WORK ITEM - Restate the entries word for word, leaving nothing out.
++++
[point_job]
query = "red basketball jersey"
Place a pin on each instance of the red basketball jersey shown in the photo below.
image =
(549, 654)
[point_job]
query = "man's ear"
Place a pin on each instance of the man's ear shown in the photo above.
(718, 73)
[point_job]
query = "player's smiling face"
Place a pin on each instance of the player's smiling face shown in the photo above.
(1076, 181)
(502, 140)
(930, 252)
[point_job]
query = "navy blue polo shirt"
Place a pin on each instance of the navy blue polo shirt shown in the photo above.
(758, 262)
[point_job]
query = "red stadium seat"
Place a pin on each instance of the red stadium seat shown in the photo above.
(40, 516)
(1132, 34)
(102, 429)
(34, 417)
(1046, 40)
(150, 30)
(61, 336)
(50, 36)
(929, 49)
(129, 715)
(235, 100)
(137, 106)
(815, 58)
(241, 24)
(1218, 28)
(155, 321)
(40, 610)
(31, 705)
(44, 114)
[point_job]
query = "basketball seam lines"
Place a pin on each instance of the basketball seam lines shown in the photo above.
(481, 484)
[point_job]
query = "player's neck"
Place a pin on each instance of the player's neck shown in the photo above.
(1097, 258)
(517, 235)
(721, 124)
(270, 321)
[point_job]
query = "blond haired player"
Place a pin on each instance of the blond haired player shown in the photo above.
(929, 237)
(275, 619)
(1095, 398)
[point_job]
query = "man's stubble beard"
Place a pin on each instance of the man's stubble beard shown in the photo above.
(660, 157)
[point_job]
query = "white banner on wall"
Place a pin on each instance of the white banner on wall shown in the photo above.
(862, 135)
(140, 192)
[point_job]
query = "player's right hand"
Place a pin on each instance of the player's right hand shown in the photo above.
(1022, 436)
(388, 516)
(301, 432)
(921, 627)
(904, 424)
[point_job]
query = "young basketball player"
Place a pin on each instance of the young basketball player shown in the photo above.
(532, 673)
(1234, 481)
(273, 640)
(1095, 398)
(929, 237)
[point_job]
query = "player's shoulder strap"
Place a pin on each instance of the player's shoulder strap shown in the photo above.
++++
COMPLETED TASK -
[point_job]
query = "red basketball jersey"
Place a pin on each instance of the red basketball jersey shown in the photo below.
image =
(549, 654)
[point_job]
query = "man's ear"
Place a pin on each instance of the man's ear shown in the photo above.
(718, 73)
[point_job]
query = "player's smiling face"
Place a pin on each instance of the player's smiling face shown in the photo above.
(1076, 181)
(502, 140)
(930, 252)
[point_job]
query = "navy blue polo shirt"
Place a pin on each instance of the navy blue polo shirt shown in the photo above.
(758, 262)
[point_job]
query = "red stadium seat"
Place a pin on each instance of the red stadium seat shown in the photo above.
(40, 516)
(1132, 34)
(102, 429)
(34, 417)
(1046, 40)
(150, 30)
(61, 336)
(50, 36)
(929, 49)
(129, 715)
(235, 100)
(137, 106)
(815, 58)
(241, 24)
(1218, 28)
(155, 321)
(40, 610)
(31, 705)
(44, 114)
[point_job]
query = "basketball seam lines"
Place a pin on each instance of the basketball seam lines shown in the photo above.
(481, 484)
[point_job]
query = "player's neck"
Place a pin on each instance of the player's neck shown in the photo above.
(1097, 258)
(517, 235)
(721, 124)
(270, 321)
[point_job]
query = "blond haired player"
Place a pin on each instance of the blond haired player shown in the photo above.
(929, 237)
(275, 619)
(1095, 398)
[point_job]
query = "man's stubble beard"
Place a pin on each instance of the man's stubble beard shown in the photo above.
(660, 157)
[point_job]
query = "white banner on wall"
Place a pin on each instance of the white banner on wall shown in the photo above.
(862, 135)
(140, 192)
[point_job]
query = "player's right hand"
Place a pin on each instance of the player's right hand shown in the photo above.
(1022, 436)
(388, 516)
(301, 432)
(921, 627)
(904, 424)
[point_job]
query = "young basketball player"
Place a pin on each instance of the young basketball player shown in the photo above.
(532, 673)
(1234, 481)
(273, 640)
(1095, 398)
(929, 237)
[point_job]
query = "player's shoulder strap"
Place a pin on each instance of the player's shoulder strap shown in the photo above.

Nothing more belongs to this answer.